● SET OF TASKS:
A. Before reading on, reproduce word for word the stretch of the bird flu dispute article from "The panel would" through "meeting on Wednesday.".
B. Continue the news article on India's bird flu dispute with the US from the point where it stops.
DOCUMENT SEGMENT START
Agri Business

Bird flu row with US: India asks WTO to set up panel

Amiti Sen New Delhi | Updated on January 15, 2018

Ruffling feathers If India further lifts import restrictions on poultry, it may hit the local industry significantly. A file photo of the Ghazipur Murga Mandi in New Delhi

WTO’s Dispute Settlement Body will consider New Delhi’s request today

Running out of patience with Washington for continuing to challenge its revised guidelines on avian influenza (bird flu), New Delhi has asked the dispute settlement body of the World Trade Organisation to set up a compliance panel.

The panel would take a call on whether India’s new rules are compatible with existing multilateral norms and dispute panel recommendations.

“As India has brought its revised avian influenza measures into conformity with WTO obligations, prompt findings by the DSB (Dispute Settlement Body of the WTO) will assist the parties in securing a positive solution to the dispute,” India said in its representation to the DSB, which is scheduled to take up the matter in its meeting on Wednesday.

“Even after making so many changes to make the US comfortable with the provisions, it has still refused to take back its authorisation request to impose a retaliatory fine of $450 million annually on India. We now want the WTO to handle the matter,” a Commerce Ministry official told BusinessLine.

India had lost a case at the WTO in 2015 filed by the US against restrictions that prevented the American industry from selling poultry products, including chicken legs, in its market.

As per the old rules, India would stop importing poultry from the entire country when there was the slightest outbreak of bird flu in any part, however remote, and even if the virus was of low-strain.
DOCUMENT SEGMENT END
DATA START
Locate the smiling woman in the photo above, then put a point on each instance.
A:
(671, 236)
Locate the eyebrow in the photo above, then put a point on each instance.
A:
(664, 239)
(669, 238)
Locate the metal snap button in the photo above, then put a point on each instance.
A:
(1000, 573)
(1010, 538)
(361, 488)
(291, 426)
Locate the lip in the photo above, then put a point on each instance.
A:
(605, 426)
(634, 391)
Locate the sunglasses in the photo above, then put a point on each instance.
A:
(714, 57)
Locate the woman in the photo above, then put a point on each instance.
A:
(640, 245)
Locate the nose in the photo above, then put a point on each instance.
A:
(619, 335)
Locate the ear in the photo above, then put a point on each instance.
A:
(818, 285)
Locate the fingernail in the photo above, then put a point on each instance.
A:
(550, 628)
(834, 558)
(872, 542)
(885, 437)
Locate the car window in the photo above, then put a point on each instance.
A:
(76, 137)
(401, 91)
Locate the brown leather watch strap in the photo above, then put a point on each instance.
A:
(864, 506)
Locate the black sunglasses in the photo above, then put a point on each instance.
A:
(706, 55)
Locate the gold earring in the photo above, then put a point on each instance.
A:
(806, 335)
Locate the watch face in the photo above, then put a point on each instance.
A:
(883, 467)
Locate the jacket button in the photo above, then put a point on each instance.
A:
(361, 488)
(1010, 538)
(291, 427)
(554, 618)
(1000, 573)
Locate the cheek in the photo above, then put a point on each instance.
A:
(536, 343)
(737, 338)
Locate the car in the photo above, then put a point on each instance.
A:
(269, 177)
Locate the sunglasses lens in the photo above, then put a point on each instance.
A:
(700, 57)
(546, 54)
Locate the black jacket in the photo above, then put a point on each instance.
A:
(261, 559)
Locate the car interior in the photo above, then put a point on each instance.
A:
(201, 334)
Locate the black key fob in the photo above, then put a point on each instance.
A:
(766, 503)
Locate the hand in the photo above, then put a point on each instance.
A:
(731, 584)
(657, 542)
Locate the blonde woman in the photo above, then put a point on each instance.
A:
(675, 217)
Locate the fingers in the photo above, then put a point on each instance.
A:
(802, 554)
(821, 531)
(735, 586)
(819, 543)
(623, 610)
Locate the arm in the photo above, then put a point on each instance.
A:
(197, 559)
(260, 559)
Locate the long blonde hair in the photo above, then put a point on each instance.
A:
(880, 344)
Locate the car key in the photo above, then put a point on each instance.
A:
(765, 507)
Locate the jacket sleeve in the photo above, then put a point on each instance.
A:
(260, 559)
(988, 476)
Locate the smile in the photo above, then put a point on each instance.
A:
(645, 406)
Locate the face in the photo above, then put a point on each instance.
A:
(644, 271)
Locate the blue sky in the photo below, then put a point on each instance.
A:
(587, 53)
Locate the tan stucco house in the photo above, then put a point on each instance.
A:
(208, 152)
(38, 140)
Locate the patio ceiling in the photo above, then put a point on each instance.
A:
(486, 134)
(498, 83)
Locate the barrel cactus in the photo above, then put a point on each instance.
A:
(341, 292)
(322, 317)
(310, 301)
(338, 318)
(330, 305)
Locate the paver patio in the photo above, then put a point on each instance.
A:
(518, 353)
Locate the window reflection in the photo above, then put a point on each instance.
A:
DATA END
● ANSWERS GIVEN:
A.
The panel would take a call on whether India’s new rules are compatible with existing multilateral norms and dispute panel recommendations.

“As India has brought its revised avian influenza measures into conformity with WTO obligations, prompt findings by the DSB (Dispute Settlement Body of the WTO) will assist the parties in securing a positive solution to the dispute,” India said in its representation to the DSB, which is scheduled to take up the matter in its meeting on Wednesday.

B.
New measures

India made changes in its bird flu measures to make them compliant with the WTO ruling in July last year. It also made additional changes after the US raised some more concerns.

In February 2017, it made further changes in its notification to remove inadvertent errors that had crept into the definition of “pest-or disease-free areas and areas of low pest or disease prevalence”.

Under the revised rules, India gave recognition to the concept of disease-free areas and areas of low pest or disease prevalence.

This means that supply of poultry could continue from a disease free area of a country even if the disease was prevalent in another area of that country. Moreover, areas of low pest or disease are also not be treated on par with high pest regions.

The import restrictions on poultry lifted by India could open the doors for cheap chicken legs from America and hit the local industry significantly.

According to industry estimates, the US could potentially take away 40 per cent of the market of domestic breeders who produce 3.5 million tonne of chicken annually.